Frankly, I just think something needs to be done. The argument of whether its "ethical" to sell your dog (which is a hypocritical at best since most people on this forum have bought their dog) and whether a dog can be happy outside or inside is just distracting from the main issue. It just doens't sound like things are compatible at all for Shelly and the family..


----------



## Dreammom (Jan 14, 2009)

At the risk of being flamed here.... I have a couple of friends in Australia, and their dogs are kept outside. Brought in when the weather is bad, but primarily outside dwellers. My brother lives in far northern Wisconsin farm country - most people there keep their dogs outside, only bringing them in when the weather is hazardous to them. 

I can sense the struggle in the OP... could it possibly be that her family wants their home a certain way, are adamant about it, therefore causing stress and struggles. My parents were always the type - dogs are not allowed on the furniture, dogs will not change the way I do things, etc etc. They have mellowed quite a bit in their old age, with their dogs now sleeping in bed with them, and pretty much running the show LOL. I gave up the idea of ever having a Better Homes and Gardens home and yard when I chose to have multiple dogs. My husky has been working on a moat around our house for two years - when he is done we may add some gators LOL.

The tasks
#1 In the forum thread about dogs, how long has Dreammom's husky been working on a moat around the house?
#2 Transcribe the forum thread about dogs from "At the risk" to "hazardous to them.".

Data section
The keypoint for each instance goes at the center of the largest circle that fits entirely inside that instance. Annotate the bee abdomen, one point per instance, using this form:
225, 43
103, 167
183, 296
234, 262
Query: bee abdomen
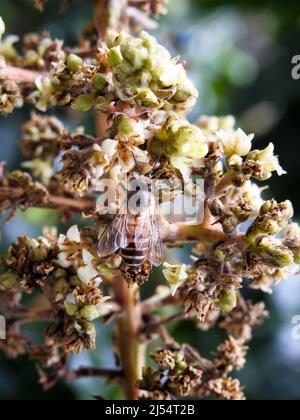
134, 257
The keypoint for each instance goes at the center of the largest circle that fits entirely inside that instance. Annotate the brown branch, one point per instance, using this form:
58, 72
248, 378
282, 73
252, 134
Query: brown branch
80, 204
20, 75
55, 202
87, 372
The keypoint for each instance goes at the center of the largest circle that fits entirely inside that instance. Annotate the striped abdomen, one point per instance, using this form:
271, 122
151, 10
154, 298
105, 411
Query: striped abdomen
134, 255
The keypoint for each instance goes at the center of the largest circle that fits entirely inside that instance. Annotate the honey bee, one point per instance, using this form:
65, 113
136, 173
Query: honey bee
134, 230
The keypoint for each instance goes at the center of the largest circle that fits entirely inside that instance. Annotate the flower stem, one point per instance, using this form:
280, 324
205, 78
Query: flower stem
129, 324
20, 75
130, 348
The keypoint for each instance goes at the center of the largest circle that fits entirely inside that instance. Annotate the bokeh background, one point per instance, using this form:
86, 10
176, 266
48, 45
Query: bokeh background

Results for each task
#1 Two years.

#2
At the risk of being flamed here.... I have a couple of friends in Australia, and their dogs are kept outside. Brought in when the weather is bad, but primarily outside dwellers. My brother lives in far northern Wisconsin farm country - most people there keep their dogs outside, only bringing them in when the weather is hazardous to them.